- _GOAL 1_: In the thread on counting divisors, how many choices does the exponent $n_1$ have?

- _DOCUMENT EXCERPT_:
== == ==
# Prove the number of divisors

Can anyone help me to prove this? This is given as a fact, but I don't understand why it is true.

For an integer $n$ greater than 1, let the prime factorization of $n$ be $$n=p_1^ap_2^bp_3^cp_4^d...p_k^m$$ Where a, b, c, d, ... and m are nonegative integers, $p_1, p_2, ..., p_k$ are prime numbers. The number of divisors is $$d(n)=(a+1)(b+1)(c+1)....(m+1)$$

• HINT: $p_1$ can appear in any divisor of $n$ between $0$ and $a$ times. In other words, $p_1$ has $a+1$ different ways to "affect" a divisor of $n$. Sep 5 '16 at 15:17
• You can demonstrate it using induction, first on $a$ with $k=1$ and then on $k$ Sep 5 '16 at 15:17

This is solved using combinatorics. Any divisor $$x$$ of $$n$$ will be of the form $$x=p_1^{n_1}p_2^{n_2}\cdots p_k^{n_k}$$ where $$0\le n_1\le a$$, $$0\le n_2\le b$$, and so on.

The $$k$$-tuple $$(n_1,n_2,\cdots,n_k)$$ uniquely specifies a divisor. Thus, the number of divisors will be the number of ways of choosing $$n_1,n_2,\cdots,n_k$$ given the constraints.

The value of $$n_i$$ in $$x$$ is independent of the value of $$n_j$$ for all $$i\ne j$$. So, the number of ways of choosing $$x$$ will be the product of the number of ways of choosing $$n_i$$ for all $$1\le i\le k$$.

$$\text{Number of ways}=\Pi_i \text{ (Number of ways of choosing }n_i)$$

Now, $$n_1$$ can take any value from $$0$$ to $$a$$, $$n_2$$ from $$0$$ to $$b$$, and so on. That is, $$n_1$$ has $$(a+1)$$ choices, $$n_2$$ has $$(b+1)$$ choices, and so on.

Thus, $$\text{Number of ways}=(a+1)\times(b+1)\times\cdots\times(m+1)$$

Consider that all possible divisors of $n$ can be created by choosing from $p_1,p_2, \ldots, p_k$ in appropriate numbers.

So, for creating a particular divisor, we can choose $1$ $p_1$ or $2$ $p_1$'s or $3$ $p_1$'s and so on till a choice of all $a$ $p_1$'s. Then again we have the choice of not choosing any $p_1$ at all. So this amounts to $a+1$ choices.

Similarly for $p_2$, we have $b+1$ choices and in this way we can finally conclude that, for any $p_r$, $r=1,2,3 \ldots k$, we have $t'+1$ choices where $p_r$ is raised to the power $t'$ in the prime factorisation of $n$.

Finally since all $p_i$'s are distinct, we need to multiply the choices to get $d(n)$.

So total number of divisors possible $=d(n)=(a+1)(b+1)\ldots (m+1)$
== == ==
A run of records
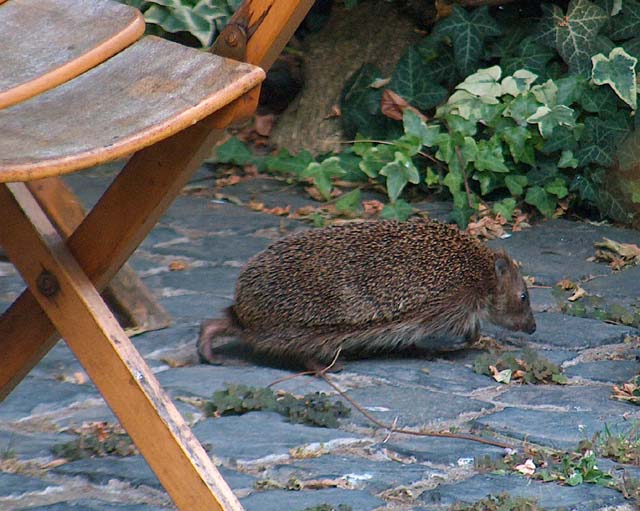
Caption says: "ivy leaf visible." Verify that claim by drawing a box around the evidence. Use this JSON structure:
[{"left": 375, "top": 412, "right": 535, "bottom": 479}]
[
  {"left": 402, "top": 108, "right": 440, "bottom": 147},
  {"left": 144, "top": 1, "right": 219, "bottom": 46},
  {"left": 434, "top": 5, "right": 500, "bottom": 76},
  {"left": 267, "top": 148, "right": 313, "bottom": 175},
  {"left": 504, "top": 174, "right": 529, "bottom": 197},
  {"left": 335, "top": 188, "right": 361, "bottom": 213},
  {"left": 580, "top": 85, "right": 618, "bottom": 117},
  {"left": 591, "top": 48, "right": 638, "bottom": 110},
  {"left": 556, "top": 75, "right": 587, "bottom": 106},
  {"left": 500, "top": 126, "right": 536, "bottom": 165},
  {"left": 456, "top": 66, "right": 502, "bottom": 99},
  {"left": 609, "top": 0, "right": 640, "bottom": 41},
  {"left": 216, "top": 137, "right": 254, "bottom": 165},
  {"left": 492, "top": 197, "right": 516, "bottom": 221},
  {"left": 475, "top": 135, "right": 509, "bottom": 172},
  {"left": 302, "top": 156, "right": 345, "bottom": 200},
  {"left": 560, "top": 149, "right": 578, "bottom": 169},
  {"left": 502, "top": 92, "right": 541, "bottom": 126},
  {"left": 380, "top": 152, "right": 420, "bottom": 202},
  {"left": 544, "top": 177, "right": 569, "bottom": 199},
  {"left": 359, "top": 145, "right": 395, "bottom": 179},
  {"left": 499, "top": 69, "right": 538, "bottom": 97},
  {"left": 500, "top": 36, "right": 556, "bottom": 75},
  {"left": 380, "top": 199, "right": 413, "bottom": 222},
  {"left": 389, "top": 47, "right": 448, "bottom": 110},
  {"left": 540, "top": 0, "right": 608, "bottom": 75},
  {"left": 524, "top": 186, "right": 557, "bottom": 218},
  {"left": 540, "top": 124, "right": 584, "bottom": 154},
  {"left": 340, "top": 64, "right": 387, "bottom": 138},
  {"left": 527, "top": 105, "right": 576, "bottom": 138}
]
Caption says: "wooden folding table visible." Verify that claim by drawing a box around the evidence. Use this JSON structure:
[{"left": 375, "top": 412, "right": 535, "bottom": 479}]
[{"left": 0, "top": 0, "right": 311, "bottom": 510}]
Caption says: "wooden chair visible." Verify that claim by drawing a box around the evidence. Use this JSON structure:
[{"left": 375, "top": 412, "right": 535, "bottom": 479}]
[{"left": 0, "top": 0, "right": 312, "bottom": 510}]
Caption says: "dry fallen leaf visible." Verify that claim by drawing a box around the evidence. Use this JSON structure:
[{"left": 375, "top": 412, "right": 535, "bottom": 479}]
[
  {"left": 380, "top": 89, "right": 427, "bottom": 121},
  {"left": 466, "top": 216, "right": 504, "bottom": 239},
  {"left": 255, "top": 114, "right": 276, "bottom": 137},
  {"left": 247, "top": 200, "right": 264, "bottom": 211},
  {"left": 262, "top": 206, "right": 291, "bottom": 216},
  {"left": 567, "top": 285, "right": 587, "bottom": 302},
  {"left": 169, "top": 261, "right": 189, "bottom": 271},
  {"left": 515, "top": 459, "right": 536, "bottom": 476},
  {"left": 556, "top": 279, "right": 577, "bottom": 291},
  {"left": 216, "top": 174, "right": 242, "bottom": 188}
]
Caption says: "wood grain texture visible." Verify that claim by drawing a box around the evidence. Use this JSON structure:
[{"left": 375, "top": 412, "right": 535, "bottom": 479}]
[
  {"left": 241, "top": 0, "right": 314, "bottom": 70},
  {"left": 0, "top": 183, "right": 242, "bottom": 511},
  {"left": 0, "top": 94, "right": 259, "bottom": 401},
  {"left": 0, "top": 0, "right": 145, "bottom": 108},
  {"left": 26, "top": 177, "right": 171, "bottom": 334},
  {"left": 0, "top": 36, "right": 264, "bottom": 182}
]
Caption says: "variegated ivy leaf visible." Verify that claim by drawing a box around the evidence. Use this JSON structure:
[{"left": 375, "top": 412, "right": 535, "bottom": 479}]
[
  {"left": 527, "top": 105, "right": 576, "bottom": 138},
  {"left": 500, "top": 69, "right": 538, "bottom": 97},
  {"left": 538, "top": 0, "right": 608, "bottom": 75},
  {"left": 456, "top": 66, "right": 502, "bottom": 103},
  {"left": 433, "top": 5, "right": 500, "bottom": 76},
  {"left": 591, "top": 48, "right": 638, "bottom": 110}
]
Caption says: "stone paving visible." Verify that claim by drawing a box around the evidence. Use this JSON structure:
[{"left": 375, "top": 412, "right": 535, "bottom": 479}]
[{"left": 0, "top": 167, "right": 640, "bottom": 511}]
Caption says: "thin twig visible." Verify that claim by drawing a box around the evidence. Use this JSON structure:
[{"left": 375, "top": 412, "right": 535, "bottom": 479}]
[
  {"left": 338, "top": 139, "right": 443, "bottom": 167},
  {"left": 319, "top": 373, "right": 515, "bottom": 450},
  {"left": 453, "top": 144, "right": 474, "bottom": 209}
]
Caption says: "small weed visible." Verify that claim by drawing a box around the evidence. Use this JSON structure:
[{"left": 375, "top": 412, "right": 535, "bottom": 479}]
[
  {"left": 451, "top": 493, "right": 544, "bottom": 511},
  {"left": 51, "top": 422, "right": 138, "bottom": 461},
  {"left": 612, "top": 374, "right": 640, "bottom": 405},
  {"left": 204, "top": 385, "right": 351, "bottom": 428},
  {"left": 473, "top": 350, "right": 567, "bottom": 384},
  {"left": 304, "top": 504, "right": 353, "bottom": 511},
  {"left": 582, "top": 422, "right": 640, "bottom": 466}
]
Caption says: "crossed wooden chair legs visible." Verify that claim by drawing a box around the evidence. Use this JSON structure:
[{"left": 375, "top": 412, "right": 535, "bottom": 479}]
[{"left": 0, "top": 89, "right": 257, "bottom": 511}]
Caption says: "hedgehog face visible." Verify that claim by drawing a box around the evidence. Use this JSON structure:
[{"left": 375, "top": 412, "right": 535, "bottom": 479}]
[{"left": 489, "top": 253, "right": 536, "bottom": 334}]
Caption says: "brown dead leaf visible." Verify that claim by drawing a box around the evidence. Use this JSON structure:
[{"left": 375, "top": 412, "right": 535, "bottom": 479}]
[
  {"left": 380, "top": 89, "right": 427, "bottom": 121},
  {"left": 369, "top": 78, "right": 391, "bottom": 89},
  {"left": 567, "top": 285, "right": 588, "bottom": 302},
  {"left": 169, "top": 261, "right": 189, "bottom": 271},
  {"left": 216, "top": 174, "right": 242, "bottom": 188},
  {"left": 255, "top": 114, "right": 276, "bottom": 137},
  {"left": 323, "top": 105, "right": 342, "bottom": 119},
  {"left": 262, "top": 206, "right": 291, "bottom": 216},
  {"left": 594, "top": 238, "right": 640, "bottom": 271},
  {"left": 466, "top": 216, "right": 504, "bottom": 239},
  {"left": 362, "top": 199, "right": 384, "bottom": 216},
  {"left": 556, "top": 279, "right": 577, "bottom": 291},
  {"left": 247, "top": 199, "right": 264, "bottom": 211}
]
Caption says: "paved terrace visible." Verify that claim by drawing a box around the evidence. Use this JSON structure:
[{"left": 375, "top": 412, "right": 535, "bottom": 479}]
[{"left": 0, "top": 167, "right": 640, "bottom": 511}]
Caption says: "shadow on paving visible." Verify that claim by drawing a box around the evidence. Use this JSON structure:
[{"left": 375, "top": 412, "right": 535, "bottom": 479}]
[{"left": 0, "top": 166, "right": 640, "bottom": 511}]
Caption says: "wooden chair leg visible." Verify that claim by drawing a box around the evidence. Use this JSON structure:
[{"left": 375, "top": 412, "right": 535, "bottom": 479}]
[
  {"left": 26, "top": 177, "right": 171, "bottom": 335},
  {"left": 0, "top": 183, "right": 242, "bottom": 511},
  {"left": 0, "top": 88, "right": 259, "bottom": 400}
]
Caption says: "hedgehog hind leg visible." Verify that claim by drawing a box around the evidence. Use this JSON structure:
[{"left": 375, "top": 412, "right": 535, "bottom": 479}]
[
  {"left": 197, "top": 318, "right": 238, "bottom": 364},
  {"left": 242, "top": 327, "right": 342, "bottom": 372}
]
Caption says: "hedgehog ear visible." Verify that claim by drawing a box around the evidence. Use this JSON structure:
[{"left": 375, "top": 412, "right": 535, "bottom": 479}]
[{"left": 494, "top": 255, "right": 509, "bottom": 277}]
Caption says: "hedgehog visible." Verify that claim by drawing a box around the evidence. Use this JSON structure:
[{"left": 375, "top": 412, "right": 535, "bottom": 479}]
[{"left": 198, "top": 219, "right": 536, "bottom": 369}]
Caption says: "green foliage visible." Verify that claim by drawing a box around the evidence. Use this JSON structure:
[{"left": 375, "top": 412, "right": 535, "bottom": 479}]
[
  {"left": 473, "top": 350, "right": 567, "bottom": 384},
  {"left": 204, "top": 385, "right": 351, "bottom": 428},
  {"left": 451, "top": 493, "right": 544, "bottom": 511},
  {"left": 51, "top": 422, "right": 138, "bottom": 461},
  {"left": 121, "top": 0, "right": 242, "bottom": 46},
  {"left": 206, "top": 0, "right": 640, "bottom": 227}
]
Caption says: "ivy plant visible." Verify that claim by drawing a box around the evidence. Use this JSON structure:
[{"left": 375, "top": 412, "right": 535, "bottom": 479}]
[
  {"left": 208, "top": 0, "right": 640, "bottom": 226},
  {"left": 116, "top": 0, "right": 242, "bottom": 47}
]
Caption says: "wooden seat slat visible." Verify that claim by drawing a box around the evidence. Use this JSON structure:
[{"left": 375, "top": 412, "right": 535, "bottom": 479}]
[
  {"left": 0, "top": 0, "right": 145, "bottom": 108},
  {"left": 0, "top": 36, "right": 264, "bottom": 182}
]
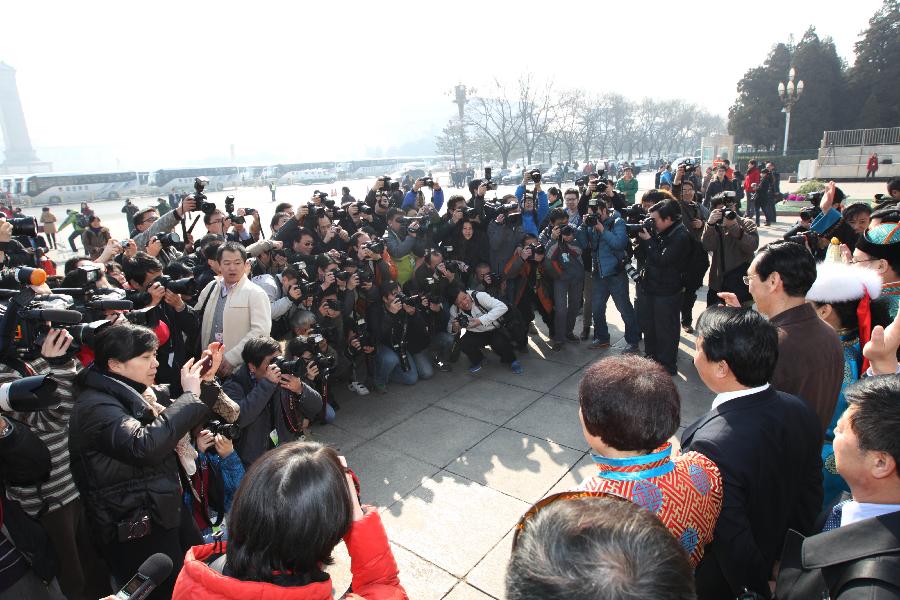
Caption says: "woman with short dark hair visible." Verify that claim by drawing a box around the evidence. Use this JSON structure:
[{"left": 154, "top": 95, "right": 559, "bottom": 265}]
[
  {"left": 69, "top": 323, "right": 236, "bottom": 598},
  {"left": 173, "top": 442, "right": 407, "bottom": 600}
]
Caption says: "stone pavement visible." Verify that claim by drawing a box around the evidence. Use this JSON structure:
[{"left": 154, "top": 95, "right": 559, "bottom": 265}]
[{"left": 313, "top": 224, "right": 788, "bottom": 600}]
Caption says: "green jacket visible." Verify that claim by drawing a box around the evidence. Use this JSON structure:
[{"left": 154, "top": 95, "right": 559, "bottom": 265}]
[
  {"left": 616, "top": 177, "right": 637, "bottom": 204},
  {"left": 59, "top": 213, "right": 84, "bottom": 231}
]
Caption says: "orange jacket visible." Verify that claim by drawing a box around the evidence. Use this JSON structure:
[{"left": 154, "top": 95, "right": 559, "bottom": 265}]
[{"left": 172, "top": 508, "right": 407, "bottom": 600}]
== == ==
- _GOAL 2_: Copy out every line of the entries that contains the word "stone", matching case exactly.

- _COMPLETE ANSWER 1_: $(a+1)$ choices, any value from $0$ to $a$.

- _COMPLETE ANSWER 2_:
Caption says: "stone paving visible." Verify that claim by drawing a box around the evidence. Use this JSON structure:
Caption says: "stone pavement visible." Verify that claim by drawing a box around the evidence. Use this JSON structure:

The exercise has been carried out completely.